5.2 Politieke partijen, clubs. X heeft gemotiveerd gesteld dat hij alle politieke partijen te U sponsort teneinde zijn zakelijke contacten met de overheid te bevorderen. De Inspecteur heeft de correctie niet nader toegelicht. Naar oordeel van de Raad heeft de Inspecteur tegenover de gemotiveerde betwisting van X de correctie onvoldoende aannemelijk gemaakt, zodat deze moet vervallen. Ten aanzien van de correcties lidmaatschappen yacht- en golfclub heeft X onweersproken gesteld dat die posten in de jaarrekening worden genoemd. Alsdan heeft de Inspecteur niet enig - nieuw - gegeven aan zijn navorderingsaanslag ten grondslag gelegd, zulks in strijd met artikel 48 van de landsverordening op de inkomstenbelasting 1943. Ook deze correcties dienen derhalve te vervallen.
5.3. Entertainment. X heeft gemotiveerd gesteld dat hij deze kosten gemaakt heeft om relaties te vermaken. De Inspecteur heeft de correctie nader toegelicht. Naar het oordeel van de Raad heeft de Inspecteur tegenover de gemotiveerde betwisting van X de correctie onvoldoende aannemelijk gemaakt, zodat deze moet vervallen.
5.4. Privé-auto's. X heeft gemotiveerd gesteld dat de correctie waarschijnlijk betrekking heeft op de kosten van de privé-auto van de zoon van X welke voor rekening van de zaak gekomen zijn. X heeft naar zijn stelling deze kosten betaald ten behoeve van de zoon als werknemer. De Inspecteur heeft de correctie niet nader toegelicht. Naar het oordeel van de Raad heeft de Inspecteur tegenover de gemotiveerde betwisting van X de correctie onvoldoende aannemelijk gemaakt, zodat deze moet vervallen.
5.5. Porti, telefoon, telex. X heeft deze correctie bestreden, stellende dat hij het controle-rapport niet had ontvangen. Hij heeft dit rapport ter zitting echter overgelegd, zodat hij van de inhoud van het rapport kennis kan hebben. De correctie is aangebracht, omdat tot het gecorrigeerde bedrag de kosten niet zijn gedekt door bescheiden of verklaringen. X heeft zulks niet weersproken. De correctie is derhalve terecht aangebracht.

------------------------------------------------

* [Schriftelijke opdracht 1]
Om welke reden is volgens het tekstfragment de correctie op porti, telefoon en telex aangebracht?
* [Schriftelijke opdracht 2]
Geef het deel van het tekstfragment dat begint bij "5.2 Politieke partijen, clubs." en eindigt bij "derhalve te vervallen." woordelijk weer.

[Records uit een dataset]
------------------------------------------------

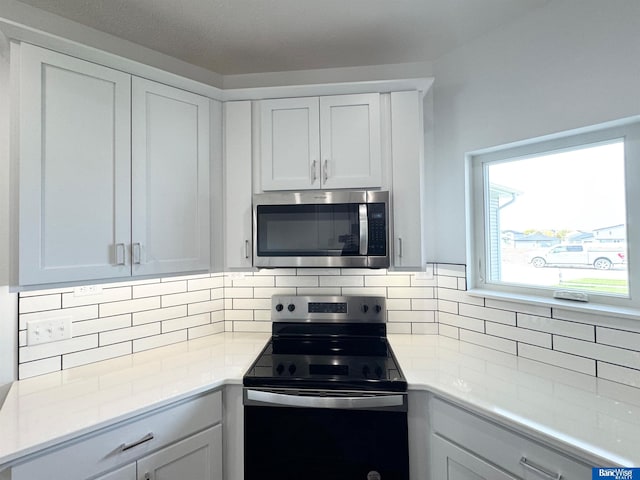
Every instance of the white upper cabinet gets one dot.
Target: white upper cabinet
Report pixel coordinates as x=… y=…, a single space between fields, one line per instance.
x=170 y=173
x=326 y=142
x=75 y=180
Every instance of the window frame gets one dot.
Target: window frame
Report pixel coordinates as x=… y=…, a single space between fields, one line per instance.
x=478 y=242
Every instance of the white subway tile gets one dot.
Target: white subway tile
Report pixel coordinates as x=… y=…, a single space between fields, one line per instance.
x=459 y=296
x=605 y=353
x=559 y=359
x=557 y=327
x=107 y=295
x=186 y=322
x=157 y=315
x=240 y=326
x=410 y=316
x=342 y=281
x=491 y=314
x=618 y=338
x=448 y=331
x=394 y=328
x=387 y=281
x=239 y=292
x=45 y=350
x=495 y=343
x=461 y=322
x=424 y=304
x=97 y=325
x=96 y=355
x=39 y=367
x=447 y=306
x=129 y=306
x=202 y=307
x=164 y=288
x=424 y=328
x=186 y=298
x=40 y=303
x=261 y=292
x=411 y=292
x=205 y=283
x=523 y=335
x=159 y=340
x=76 y=314
x=130 y=333
x=205 y=330
x=242 y=315
x=251 y=303
x=451 y=270
x=319 y=291
x=448 y=282
x=616 y=373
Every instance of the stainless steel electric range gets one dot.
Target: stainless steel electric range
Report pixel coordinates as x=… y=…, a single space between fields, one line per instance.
x=326 y=399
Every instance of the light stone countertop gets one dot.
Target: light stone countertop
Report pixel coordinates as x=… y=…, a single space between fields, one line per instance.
x=594 y=419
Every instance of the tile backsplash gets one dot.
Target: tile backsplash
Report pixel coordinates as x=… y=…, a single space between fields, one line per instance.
x=129 y=317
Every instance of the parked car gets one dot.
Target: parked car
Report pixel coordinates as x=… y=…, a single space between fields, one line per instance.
x=600 y=257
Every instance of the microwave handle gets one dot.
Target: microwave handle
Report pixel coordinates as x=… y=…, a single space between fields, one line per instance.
x=364 y=228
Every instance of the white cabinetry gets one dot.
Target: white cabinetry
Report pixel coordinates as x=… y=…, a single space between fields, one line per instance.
x=466 y=446
x=183 y=441
x=83 y=139
x=321 y=142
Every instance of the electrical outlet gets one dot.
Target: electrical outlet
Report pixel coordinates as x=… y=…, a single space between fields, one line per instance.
x=87 y=290
x=48 y=330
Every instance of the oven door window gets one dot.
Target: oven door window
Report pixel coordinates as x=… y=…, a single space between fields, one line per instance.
x=308 y=230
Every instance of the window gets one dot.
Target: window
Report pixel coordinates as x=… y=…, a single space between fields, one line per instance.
x=561 y=213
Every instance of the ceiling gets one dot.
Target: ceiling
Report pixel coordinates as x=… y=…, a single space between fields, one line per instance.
x=251 y=36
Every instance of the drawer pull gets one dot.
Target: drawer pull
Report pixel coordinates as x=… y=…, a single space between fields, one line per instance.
x=543 y=472
x=127 y=446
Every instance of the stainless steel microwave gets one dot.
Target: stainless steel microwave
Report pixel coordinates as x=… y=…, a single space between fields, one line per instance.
x=318 y=228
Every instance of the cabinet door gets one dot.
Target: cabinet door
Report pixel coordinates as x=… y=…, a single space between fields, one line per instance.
x=128 y=472
x=170 y=173
x=448 y=462
x=237 y=185
x=407 y=155
x=198 y=457
x=290 y=149
x=74 y=219
x=350 y=141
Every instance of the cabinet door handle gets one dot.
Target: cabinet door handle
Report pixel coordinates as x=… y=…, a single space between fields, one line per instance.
x=314 y=176
x=543 y=472
x=126 y=446
x=135 y=252
x=120 y=254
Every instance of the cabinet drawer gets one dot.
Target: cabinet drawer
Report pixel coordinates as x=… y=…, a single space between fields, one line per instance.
x=124 y=442
x=510 y=451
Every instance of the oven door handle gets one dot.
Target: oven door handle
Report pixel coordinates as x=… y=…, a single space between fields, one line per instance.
x=344 y=403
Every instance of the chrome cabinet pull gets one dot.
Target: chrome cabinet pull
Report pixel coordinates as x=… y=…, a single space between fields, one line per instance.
x=127 y=446
x=120 y=254
x=135 y=252
x=543 y=472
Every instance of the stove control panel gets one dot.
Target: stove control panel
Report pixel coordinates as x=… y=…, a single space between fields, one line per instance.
x=320 y=308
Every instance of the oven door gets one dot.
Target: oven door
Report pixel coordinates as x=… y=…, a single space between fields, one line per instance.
x=334 y=436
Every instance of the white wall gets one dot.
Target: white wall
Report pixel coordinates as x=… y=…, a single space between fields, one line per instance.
x=570 y=64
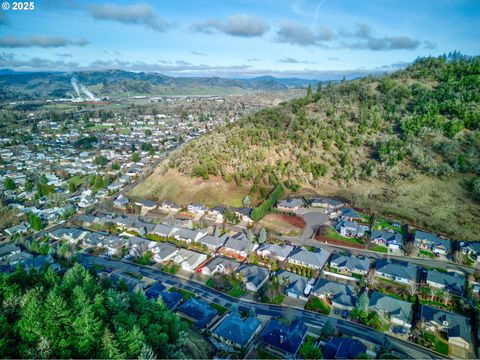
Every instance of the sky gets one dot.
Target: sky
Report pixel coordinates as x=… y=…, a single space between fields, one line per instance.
x=236 y=38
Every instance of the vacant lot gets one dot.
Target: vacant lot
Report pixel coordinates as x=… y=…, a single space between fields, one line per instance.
x=283 y=224
x=184 y=190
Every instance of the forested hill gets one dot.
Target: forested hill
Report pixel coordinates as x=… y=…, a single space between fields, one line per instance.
x=422 y=120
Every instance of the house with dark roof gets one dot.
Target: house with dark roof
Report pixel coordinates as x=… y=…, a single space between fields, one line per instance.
x=431 y=242
x=274 y=251
x=220 y=265
x=397 y=271
x=471 y=248
x=311 y=259
x=399 y=312
x=448 y=281
x=253 y=276
x=341 y=296
x=391 y=240
x=236 y=332
x=348 y=264
x=343 y=348
x=285 y=339
x=350 y=214
x=455 y=327
x=290 y=204
x=198 y=311
x=296 y=286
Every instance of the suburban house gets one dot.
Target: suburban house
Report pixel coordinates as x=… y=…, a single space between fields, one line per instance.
x=313 y=260
x=198 y=311
x=290 y=205
x=431 y=242
x=341 y=296
x=343 y=348
x=326 y=203
x=456 y=327
x=350 y=214
x=220 y=265
x=392 y=240
x=236 y=333
x=399 y=312
x=213 y=242
x=296 y=286
x=189 y=260
x=253 y=276
x=188 y=235
x=197 y=209
x=471 y=249
x=400 y=272
x=239 y=245
x=274 y=251
x=349 y=228
x=449 y=281
x=350 y=264
x=283 y=338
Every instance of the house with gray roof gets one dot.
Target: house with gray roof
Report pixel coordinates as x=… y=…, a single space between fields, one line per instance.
x=341 y=296
x=448 y=281
x=431 y=242
x=311 y=259
x=274 y=251
x=290 y=204
x=220 y=265
x=455 y=327
x=236 y=332
x=397 y=271
x=253 y=276
x=391 y=240
x=399 y=312
x=349 y=264
x=296 y=286
x=239 y=245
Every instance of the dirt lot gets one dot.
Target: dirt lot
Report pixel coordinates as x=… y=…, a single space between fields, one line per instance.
x=283 y=224
x=183 y=190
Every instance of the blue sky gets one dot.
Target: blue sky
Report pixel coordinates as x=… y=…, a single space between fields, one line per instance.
x=236 y=38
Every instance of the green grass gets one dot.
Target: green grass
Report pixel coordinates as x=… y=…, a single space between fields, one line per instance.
x=332 y=233
x=186 y=294
x=379 y=248
x=221 y=309
x=441 y=347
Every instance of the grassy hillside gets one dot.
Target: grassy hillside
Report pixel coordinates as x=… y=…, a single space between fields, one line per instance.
x=406 y=144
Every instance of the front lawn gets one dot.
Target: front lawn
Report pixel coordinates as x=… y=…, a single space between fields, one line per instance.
x=380 y=248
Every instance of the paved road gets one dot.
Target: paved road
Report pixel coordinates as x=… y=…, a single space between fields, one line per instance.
x=400 y=347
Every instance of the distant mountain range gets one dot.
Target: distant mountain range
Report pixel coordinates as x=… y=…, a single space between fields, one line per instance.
x=35 y=85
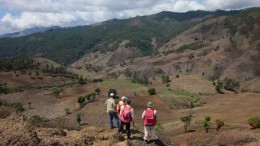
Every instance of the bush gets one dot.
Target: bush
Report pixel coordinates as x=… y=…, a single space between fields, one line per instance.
x=98 y=80
x=67 y=111
x=36 y=119
x=81 y=81
x=219 y=124
x=78 y=118
x=165 y=78
x=186 y=120
x=56 y=91
x=18 y=106
x=97 y=91
x=254 y=122
x=206 y=123
x=81 y=100
x=3 y=102
x=112 y=91
x=151 y=91
x=231 y=84
x=158 y=126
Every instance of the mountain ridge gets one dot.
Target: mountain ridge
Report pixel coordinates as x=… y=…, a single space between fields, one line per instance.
x=69 y=44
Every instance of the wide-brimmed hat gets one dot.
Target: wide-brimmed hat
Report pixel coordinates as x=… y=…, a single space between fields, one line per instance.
x=112 y=94
x=124 y=98
x=128 y=101
x=150 y=104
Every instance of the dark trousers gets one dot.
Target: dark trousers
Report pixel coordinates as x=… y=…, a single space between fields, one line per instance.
x=127 y=128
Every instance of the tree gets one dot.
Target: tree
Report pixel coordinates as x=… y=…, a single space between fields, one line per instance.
x=206 y=123
x=112 y=91
x=151 y=91
x=81 y=81
x=219 y=124
x=97 y=91
x=165 y=78
x=81 y=100
x=67 y=111
x=254 y=122
x=128 y=73
x=30 y=105
x=219 y=86
x=56 y=91
x=186 y=120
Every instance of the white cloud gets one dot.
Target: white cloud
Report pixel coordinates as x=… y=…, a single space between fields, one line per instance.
x=82 y=12
x=230 y=4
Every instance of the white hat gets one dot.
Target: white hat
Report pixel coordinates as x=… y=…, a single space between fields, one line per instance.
x=112 y=94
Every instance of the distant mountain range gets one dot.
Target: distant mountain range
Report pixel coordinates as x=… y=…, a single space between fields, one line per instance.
x=144 y=33
x=29 y=31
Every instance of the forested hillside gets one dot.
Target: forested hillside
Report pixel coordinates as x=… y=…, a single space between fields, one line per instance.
x=145 y=33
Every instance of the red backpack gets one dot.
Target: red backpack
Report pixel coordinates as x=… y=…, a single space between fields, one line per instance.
x=126 y=114
x=149 y=119
x=118 y=108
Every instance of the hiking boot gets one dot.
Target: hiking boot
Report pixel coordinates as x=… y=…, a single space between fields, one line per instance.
x=145 y=141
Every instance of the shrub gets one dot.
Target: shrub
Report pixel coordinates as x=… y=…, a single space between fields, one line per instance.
x=36 y=119
x=56 y=91
x=158 y=126
x=219 y=124
x=3 y=102
x=206 y=123
x=97 y=91
x=219 y=86
x=192 y=105
x=78 y=118
x=112 y=91
x=18 y=106
x=165 y=78
x=98 y=80
x=231 y=84
x=254 y=122
x=81 y=81
x=81 y=100
x=151 y=91
x=67 y=111
x=186 y=120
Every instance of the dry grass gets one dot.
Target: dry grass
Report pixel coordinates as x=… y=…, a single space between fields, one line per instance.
x=235 y=138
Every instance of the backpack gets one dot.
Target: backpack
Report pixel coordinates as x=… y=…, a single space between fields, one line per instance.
x=118 y=108
x=126 y=114
x=149 y=119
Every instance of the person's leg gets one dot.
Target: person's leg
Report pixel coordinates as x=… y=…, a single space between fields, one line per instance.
x=145 y=133
x=153 y=133
x=111 y=120
x=117 y=120
x=128 y=130
x=120 y=129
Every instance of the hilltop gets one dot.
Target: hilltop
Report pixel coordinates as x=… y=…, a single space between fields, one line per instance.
x=199 y=64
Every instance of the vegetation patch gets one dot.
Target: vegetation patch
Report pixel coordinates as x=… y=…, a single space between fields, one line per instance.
x=254 y=122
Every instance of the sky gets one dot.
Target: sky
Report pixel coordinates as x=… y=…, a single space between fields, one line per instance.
x=18 y=15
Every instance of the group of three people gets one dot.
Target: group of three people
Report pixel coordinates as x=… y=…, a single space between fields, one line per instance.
x=123 y=113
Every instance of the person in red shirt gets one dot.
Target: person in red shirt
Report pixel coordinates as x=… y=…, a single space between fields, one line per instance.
x=149 y=117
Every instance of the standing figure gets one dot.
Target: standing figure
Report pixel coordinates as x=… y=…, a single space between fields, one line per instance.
x=111 y=110
x=126 y=117
x=149 y=117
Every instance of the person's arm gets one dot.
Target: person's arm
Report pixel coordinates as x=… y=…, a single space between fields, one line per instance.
x=106 y=104
x=121 y=110
x=143 y=115
x=155 y=113
x=132 y=115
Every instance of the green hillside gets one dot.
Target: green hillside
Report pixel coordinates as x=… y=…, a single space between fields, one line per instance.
x=69 y=44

------------------------------------------------

* [Antwoord 1]
Tot het gecorrigeerde bedrag waren de kosten niet gedekt door bescheiden of verklaringen.

* [Antwoord 2]
5.2 Politieke partijen, clubs. X heeft gemotiveerd gesteld dat hij alle politieke partijen te U sponsort teneinde zijn zakelijke contacten met de overheid te bevorderen. De Inspecteur heeft de correctie niet nader toegelicht. Naar oordeel van de Raad heeft de Inspecteur tegenover de gemotiveerde betwisting van X de correctie onvoldoende aannemelijk gemaakt, zodat deze moet vervallen. Ten aanzien van de correcties lidmaatschappen yacht- en golfclub heeft X onweersproken gesteld dat die posten in de jaarrekening worden genoemd. Alsdan heeft de Inspecteur niet enig - nieuw - gegeven aan zijn navorderingsaanslag ten grondslag gelegd, zulks in strijd met artikel 48 van de landsverordening op de inkomstenbelasting 1943. Ook deze correcties dienen derhalve te vervallen.